→ EXERCISE PROMPT
Your task is to copy all of the data exactly.

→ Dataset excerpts
★ ★ ★ ★ ★ ★ ★

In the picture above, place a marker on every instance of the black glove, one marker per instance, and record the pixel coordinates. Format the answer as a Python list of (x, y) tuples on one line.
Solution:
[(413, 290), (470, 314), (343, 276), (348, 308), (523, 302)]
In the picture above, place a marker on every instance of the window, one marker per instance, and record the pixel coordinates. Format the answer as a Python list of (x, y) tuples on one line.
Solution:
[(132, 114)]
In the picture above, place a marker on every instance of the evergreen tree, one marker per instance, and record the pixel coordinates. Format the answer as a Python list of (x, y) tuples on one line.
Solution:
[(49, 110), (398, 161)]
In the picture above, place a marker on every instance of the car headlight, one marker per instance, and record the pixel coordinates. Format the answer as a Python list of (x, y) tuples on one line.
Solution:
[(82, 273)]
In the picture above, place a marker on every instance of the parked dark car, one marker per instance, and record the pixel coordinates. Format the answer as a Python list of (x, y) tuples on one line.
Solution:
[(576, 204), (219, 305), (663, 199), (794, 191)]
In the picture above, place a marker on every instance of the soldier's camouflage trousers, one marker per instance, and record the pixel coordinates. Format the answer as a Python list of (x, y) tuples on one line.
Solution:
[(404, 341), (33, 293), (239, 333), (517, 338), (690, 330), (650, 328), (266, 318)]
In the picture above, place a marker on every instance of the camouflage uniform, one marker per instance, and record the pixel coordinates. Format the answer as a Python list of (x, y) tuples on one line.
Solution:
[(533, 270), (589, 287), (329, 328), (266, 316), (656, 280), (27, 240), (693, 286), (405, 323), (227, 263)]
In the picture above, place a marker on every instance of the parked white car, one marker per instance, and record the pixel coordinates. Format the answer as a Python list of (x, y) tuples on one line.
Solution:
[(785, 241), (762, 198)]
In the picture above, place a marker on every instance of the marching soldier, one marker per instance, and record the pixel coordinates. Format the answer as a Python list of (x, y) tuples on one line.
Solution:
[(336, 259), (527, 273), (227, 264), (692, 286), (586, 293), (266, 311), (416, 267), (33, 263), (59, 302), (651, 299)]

★ ★ ★ ★ ★ ★ ★

→ OUTPUT OF THE EXERCISE
In the picture above, place a marker on every instance of the black glove, one marker per instance, and record the pixel coordinates. Format the answer as a Python list of (x, y) tuples on one line.
Solution:
[(413, 290), (470, 314), (343, 276), (348, 308), (523, 302)]
In the picture above, place a marker on every instance of the window, one marker per instance, and record the pixel coordinates. Format the answer as a Python list of (x, y) tuples on one line.
Solution:
[(132, 114)]
In the picture above, place a marker on every instance of the evergreen tree, one marker per instance, and record the pixel coordinates. Format the answer as a Python list of (x, y) tuples on one line.
Solution:
[(49, 110), (398, 161)]
In the picture above, place a marker on every instance of the car headlight, one marker per instance, and record the pixel coordinates. Format the answer as a Python list of (x, y) tuples on one line.
Solution:
[(82, 273)]
In the picture above, place a marker on every instance of the parked dark car, one marker per instance, and record the pixel coordinates. Format the answer as a Python list of (x, y) tuples on one line.
Solution:
[(576, 204), (219, 305), (663, 199), (794, 191)]
In the picture above, place a marker on every instance of the soldier's camouflage trousers, one marker per instance, and record the pixel coordinates. Format the answer as a Python list of (x, y) tuples on one line.
Solution:
[(404, 341), (33, 293), (239, 333), (517, 338), (690, 330), (650, 328), (266, 318)]
In the picture above, place a marker on every instance of the camouflage uniform, one marker per instance, and record the pixel coordinates. Format the answer as a Python list of (x, y) tuples on one line.
Solution:
[(533, 270), (589, 287), (329, 328), (266, 316), (656, 280), (27, 240), (693, 286), (405, 323), (227, 263)]
In the picture above, place a marker on every instance of the parked white car, one marker per instance, and record the pixel coordinates. Format the answer as a Python list of (x, y) tuples on one line.
Solution:
[(785, 241), (762, 198)]
In the picture above, place a marker on every instance of the marching soldier, one marker per instance, and record the pixel coordinates. Format the answer as a Python list of (x, y) tuples on one line.
Solution:
[(336, 259), (527, 273), (227, 264), (692, 286), (586, 293), (266, 311), (416, 267), (33, 263), (59, 302), (651, 299)]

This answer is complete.